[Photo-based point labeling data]
────────────────────────────────────────

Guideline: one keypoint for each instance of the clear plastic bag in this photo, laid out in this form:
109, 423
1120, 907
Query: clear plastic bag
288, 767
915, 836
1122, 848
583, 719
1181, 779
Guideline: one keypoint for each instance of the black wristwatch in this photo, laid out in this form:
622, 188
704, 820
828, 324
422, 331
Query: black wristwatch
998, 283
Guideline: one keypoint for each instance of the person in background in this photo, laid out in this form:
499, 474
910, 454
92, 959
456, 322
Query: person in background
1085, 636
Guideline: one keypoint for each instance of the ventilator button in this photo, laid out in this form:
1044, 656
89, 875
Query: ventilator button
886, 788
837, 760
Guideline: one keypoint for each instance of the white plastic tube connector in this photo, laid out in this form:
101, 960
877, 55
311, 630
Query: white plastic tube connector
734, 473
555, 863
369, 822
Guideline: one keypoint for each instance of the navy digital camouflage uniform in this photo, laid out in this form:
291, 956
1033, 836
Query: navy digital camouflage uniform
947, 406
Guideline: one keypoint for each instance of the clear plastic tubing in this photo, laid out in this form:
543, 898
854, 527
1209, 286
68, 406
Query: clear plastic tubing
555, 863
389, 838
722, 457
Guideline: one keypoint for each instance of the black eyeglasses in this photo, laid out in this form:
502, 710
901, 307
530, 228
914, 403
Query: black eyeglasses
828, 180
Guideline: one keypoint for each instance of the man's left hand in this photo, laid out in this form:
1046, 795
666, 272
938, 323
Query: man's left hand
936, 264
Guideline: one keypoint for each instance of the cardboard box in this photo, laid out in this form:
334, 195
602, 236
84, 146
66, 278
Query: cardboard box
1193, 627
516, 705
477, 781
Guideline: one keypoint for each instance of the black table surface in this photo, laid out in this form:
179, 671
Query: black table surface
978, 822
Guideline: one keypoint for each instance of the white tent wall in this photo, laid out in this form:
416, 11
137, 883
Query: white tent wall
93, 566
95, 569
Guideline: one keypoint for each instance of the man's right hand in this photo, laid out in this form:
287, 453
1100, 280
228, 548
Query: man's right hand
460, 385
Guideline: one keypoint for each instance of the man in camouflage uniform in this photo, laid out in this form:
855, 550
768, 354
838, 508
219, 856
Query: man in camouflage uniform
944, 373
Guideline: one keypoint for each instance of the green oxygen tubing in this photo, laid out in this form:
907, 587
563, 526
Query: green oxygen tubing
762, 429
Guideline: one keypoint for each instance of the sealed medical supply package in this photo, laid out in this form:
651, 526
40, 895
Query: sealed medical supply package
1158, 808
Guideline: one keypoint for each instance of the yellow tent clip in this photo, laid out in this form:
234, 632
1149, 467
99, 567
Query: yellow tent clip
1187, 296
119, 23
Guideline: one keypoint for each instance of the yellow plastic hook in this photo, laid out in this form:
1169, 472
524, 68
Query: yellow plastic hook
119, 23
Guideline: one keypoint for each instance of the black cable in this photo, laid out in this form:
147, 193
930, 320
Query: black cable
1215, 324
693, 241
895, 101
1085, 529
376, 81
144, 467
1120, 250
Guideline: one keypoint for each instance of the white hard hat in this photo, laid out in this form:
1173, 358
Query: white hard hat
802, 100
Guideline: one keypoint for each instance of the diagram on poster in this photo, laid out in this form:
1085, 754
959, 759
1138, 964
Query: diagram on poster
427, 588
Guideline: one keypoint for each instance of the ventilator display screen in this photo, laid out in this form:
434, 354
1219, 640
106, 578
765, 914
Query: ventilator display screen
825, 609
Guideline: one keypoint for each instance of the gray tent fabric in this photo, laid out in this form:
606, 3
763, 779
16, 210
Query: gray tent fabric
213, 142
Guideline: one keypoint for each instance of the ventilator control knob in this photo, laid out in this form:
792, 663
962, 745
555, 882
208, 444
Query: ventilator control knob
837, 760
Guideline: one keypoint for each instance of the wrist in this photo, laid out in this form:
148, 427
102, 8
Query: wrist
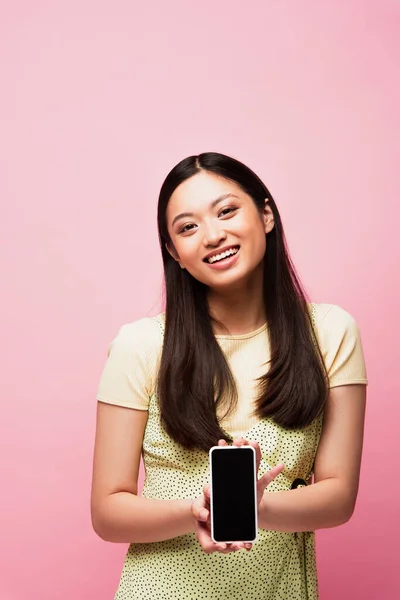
263, 512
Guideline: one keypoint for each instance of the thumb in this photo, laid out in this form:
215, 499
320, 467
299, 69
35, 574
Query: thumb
270, 475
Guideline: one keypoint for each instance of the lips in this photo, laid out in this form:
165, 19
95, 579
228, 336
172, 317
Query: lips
221, 253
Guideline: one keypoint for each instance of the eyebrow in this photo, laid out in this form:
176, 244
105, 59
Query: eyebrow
212, 205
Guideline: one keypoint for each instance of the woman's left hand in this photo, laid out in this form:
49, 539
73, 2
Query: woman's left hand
201, 506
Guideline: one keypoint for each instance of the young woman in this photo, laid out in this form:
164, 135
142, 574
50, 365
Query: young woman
238, 356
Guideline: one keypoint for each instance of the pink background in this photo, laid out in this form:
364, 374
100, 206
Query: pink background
98, 101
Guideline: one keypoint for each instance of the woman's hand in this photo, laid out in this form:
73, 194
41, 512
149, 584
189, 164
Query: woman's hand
201, 506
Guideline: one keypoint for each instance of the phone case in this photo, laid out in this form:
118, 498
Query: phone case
232, 449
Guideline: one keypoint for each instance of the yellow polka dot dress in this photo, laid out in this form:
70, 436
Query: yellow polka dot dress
281, 566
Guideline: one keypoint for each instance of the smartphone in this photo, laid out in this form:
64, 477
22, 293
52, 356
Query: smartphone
233, 495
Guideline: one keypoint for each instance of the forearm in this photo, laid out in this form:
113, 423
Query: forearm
125, 517
321, 505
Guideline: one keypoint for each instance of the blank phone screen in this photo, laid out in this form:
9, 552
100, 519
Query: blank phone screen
233, 494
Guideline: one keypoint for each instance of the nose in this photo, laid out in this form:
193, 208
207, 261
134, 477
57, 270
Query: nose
214, 234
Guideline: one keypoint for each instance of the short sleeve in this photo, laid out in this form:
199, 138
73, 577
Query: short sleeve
341, 346
130, 373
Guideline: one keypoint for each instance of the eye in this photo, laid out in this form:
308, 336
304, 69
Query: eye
186, 228
227, 211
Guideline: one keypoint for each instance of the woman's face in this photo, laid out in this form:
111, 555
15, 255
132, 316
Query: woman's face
217, 232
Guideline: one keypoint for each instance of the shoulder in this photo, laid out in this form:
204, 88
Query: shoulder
146, 333
340, 343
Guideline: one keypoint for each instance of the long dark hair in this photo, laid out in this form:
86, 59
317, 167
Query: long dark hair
194, 377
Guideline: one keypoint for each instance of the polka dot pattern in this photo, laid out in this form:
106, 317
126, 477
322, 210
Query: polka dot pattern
281, 566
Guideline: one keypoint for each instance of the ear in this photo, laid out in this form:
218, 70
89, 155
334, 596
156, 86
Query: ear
268, 217
171, 249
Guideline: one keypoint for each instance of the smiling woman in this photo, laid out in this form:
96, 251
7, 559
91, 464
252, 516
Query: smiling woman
239, 356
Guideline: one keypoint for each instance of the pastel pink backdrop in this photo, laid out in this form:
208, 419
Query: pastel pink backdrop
98, 101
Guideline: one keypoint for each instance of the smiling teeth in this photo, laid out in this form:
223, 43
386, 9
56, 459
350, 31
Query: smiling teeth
217, 257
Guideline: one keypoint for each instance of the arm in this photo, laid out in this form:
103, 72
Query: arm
331, 499
118, 513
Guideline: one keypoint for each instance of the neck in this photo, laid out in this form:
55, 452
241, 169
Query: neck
238, 310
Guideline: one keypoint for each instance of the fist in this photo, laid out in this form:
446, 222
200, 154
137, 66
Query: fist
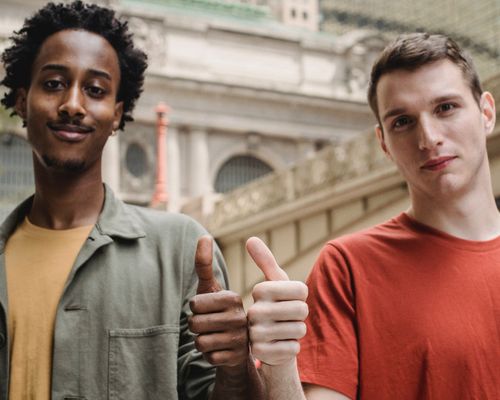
218, 319
276, 319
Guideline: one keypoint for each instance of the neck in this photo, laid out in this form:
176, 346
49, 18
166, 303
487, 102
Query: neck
65, 200
471, 216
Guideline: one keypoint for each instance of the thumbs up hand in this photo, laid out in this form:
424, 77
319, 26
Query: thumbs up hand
276, 319
218, 315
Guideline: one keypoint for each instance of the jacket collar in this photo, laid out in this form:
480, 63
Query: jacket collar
115, 220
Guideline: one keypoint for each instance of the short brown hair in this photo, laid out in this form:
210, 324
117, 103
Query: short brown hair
414, 50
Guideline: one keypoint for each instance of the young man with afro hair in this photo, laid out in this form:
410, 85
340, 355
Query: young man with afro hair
99, 299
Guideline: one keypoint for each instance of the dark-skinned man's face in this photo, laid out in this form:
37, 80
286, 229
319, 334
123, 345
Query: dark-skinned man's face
70, 107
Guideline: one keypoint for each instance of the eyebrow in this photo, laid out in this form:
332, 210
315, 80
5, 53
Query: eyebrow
63, 68
437, 100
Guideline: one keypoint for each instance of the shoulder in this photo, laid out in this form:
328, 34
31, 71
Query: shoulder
386, 234
164, 222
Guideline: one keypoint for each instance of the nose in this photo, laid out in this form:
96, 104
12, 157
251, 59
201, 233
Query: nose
72, 103
429, 135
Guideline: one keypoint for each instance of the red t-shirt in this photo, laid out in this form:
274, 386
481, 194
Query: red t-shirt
402, 311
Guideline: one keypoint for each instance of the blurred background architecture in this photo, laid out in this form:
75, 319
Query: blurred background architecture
268, 127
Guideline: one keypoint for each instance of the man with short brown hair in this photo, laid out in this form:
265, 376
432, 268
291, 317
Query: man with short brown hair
408, 309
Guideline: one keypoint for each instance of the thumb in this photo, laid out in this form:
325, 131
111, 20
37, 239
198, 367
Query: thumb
203, 266
265, 260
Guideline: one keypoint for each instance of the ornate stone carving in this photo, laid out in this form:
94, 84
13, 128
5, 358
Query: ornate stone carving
331, 166
150, 37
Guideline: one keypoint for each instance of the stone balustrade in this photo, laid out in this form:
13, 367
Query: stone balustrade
331, 166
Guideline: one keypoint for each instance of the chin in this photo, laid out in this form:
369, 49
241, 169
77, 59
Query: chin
67, 165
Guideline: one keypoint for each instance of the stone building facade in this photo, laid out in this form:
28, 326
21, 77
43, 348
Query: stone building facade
246, 93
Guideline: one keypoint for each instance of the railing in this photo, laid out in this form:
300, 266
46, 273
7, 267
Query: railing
331, 166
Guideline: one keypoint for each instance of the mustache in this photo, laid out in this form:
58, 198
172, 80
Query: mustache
70, 126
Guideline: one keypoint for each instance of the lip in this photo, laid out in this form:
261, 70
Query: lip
69, 132
438, 163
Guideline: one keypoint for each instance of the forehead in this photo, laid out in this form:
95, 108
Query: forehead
421, 86
78, 50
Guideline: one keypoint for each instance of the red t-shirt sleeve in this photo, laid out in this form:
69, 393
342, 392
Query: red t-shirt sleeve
329, 353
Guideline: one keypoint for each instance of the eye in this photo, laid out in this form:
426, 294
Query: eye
95, 91
445, 107
401, 122
53, 84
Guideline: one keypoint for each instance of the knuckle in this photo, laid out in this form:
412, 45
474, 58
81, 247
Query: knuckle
240, 340
253, 313
304, 291
192, 304
199, 344
256, 332
193, 324
303, 310
295, 348
259, 290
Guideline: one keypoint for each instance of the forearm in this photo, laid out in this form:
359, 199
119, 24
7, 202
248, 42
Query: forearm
282, 382
238, 383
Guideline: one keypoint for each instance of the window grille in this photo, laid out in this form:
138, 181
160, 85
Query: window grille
239, 170
16, 172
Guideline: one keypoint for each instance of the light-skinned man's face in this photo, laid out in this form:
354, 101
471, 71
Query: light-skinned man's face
434, 130
70, 108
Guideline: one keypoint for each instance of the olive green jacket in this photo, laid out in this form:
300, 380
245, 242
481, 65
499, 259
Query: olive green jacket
121, 325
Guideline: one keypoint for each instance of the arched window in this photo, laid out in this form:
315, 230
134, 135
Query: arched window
239, 170
16, 172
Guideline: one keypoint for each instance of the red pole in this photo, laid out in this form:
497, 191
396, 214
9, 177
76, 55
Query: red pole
160, 195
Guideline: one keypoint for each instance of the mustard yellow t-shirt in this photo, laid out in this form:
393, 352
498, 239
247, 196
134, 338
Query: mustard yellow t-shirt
38, 262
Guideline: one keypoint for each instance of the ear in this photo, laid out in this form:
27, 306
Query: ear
20, 105
380, 136
118, 115
488, 112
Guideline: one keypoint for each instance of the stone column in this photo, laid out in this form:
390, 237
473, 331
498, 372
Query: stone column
111, 162
199, 175
173, 168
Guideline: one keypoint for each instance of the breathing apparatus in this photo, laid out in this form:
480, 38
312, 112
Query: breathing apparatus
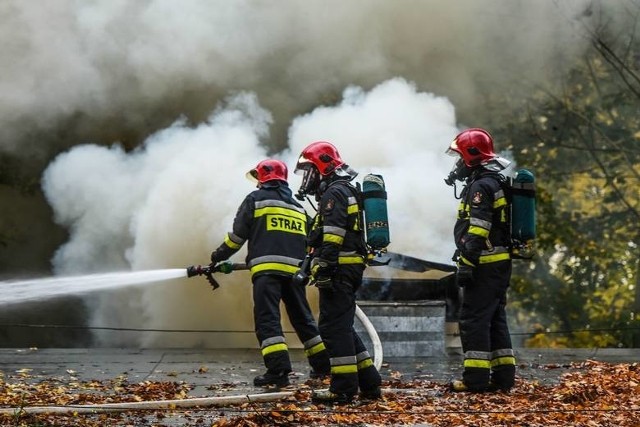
521, 193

────────────────────────────────────────

Written problem: Pictures must be left out. Repeat exactly the lines from the one containing "Guideline: one keypoint for each instance of the knuckle" through the final line of the data.

Completed task:
Guideline: one keypoint for each instance of the knuckle in this photo, laid out in this form:
412, 45
474, 58
81, 247
Query: knuckle
240, 340
253, 313
304, 291
192, 304
199, 344
256, 332
193, 324
303, 310
295, 348
259, 290
Guideline: one keypoint for each instance of the forearm in this photo, laid out in this form:
359, 199
119, 24
7, 202
248, 42
Query: forearm
282, 382
238, 383
Guideline: one keypoint for each instance of the window grille in this photo, laid out in this form:
138, 181
160, 85
Query: window grille
239, 170
16, 172
Guideline: one keypoint for each instance of the light-skinned man's face in this photo, laid out in this form:
354, 101
471, 71
Query: light-skinned man's face
434, 130
70, 108
Guideline: one keypoint for each instance of the olive green jacket in this photo, laid out in this form:
300, 380
245, 242
481, 65
499, 259
Query: olive green jacket
121, 325
Guideline: one keypoint for each instance of the arched window in this photo, laid out in this form:
315, 230
134, 135
Query: arched window
239, 170
16, 172
Guideline: one keypoint for each instance of the red pole in this photo, laid out in this form:
497, 191
396, 214
9, 177
76, 55
Query: red pole
160, 195
Guideline: one keypoint for each instance of the mustard yellow t-shirt in this photo, laid out in this form:
393, 352
498, 239
247, 196
134, 338
Query: mustard yellow t-shirt
38, 262
Guideline: one keypoint for each instance of the ear in this photo, laid out in this form:
27, 306
Query: ear
20, 105
380, 136
118, 115
488, 112
Guideline: one keypoint for each instance of the stone column in this photo, laid out in this form:
390, 237
473, 331
498, 372
Query: stone column
111, 162
199, 175
173, 168
Guideline: one keypoint for each instance of the breathing apparatus in this photo, laid out in this form:
480, 38
312, 112
Query: breathing apparatus
521, 193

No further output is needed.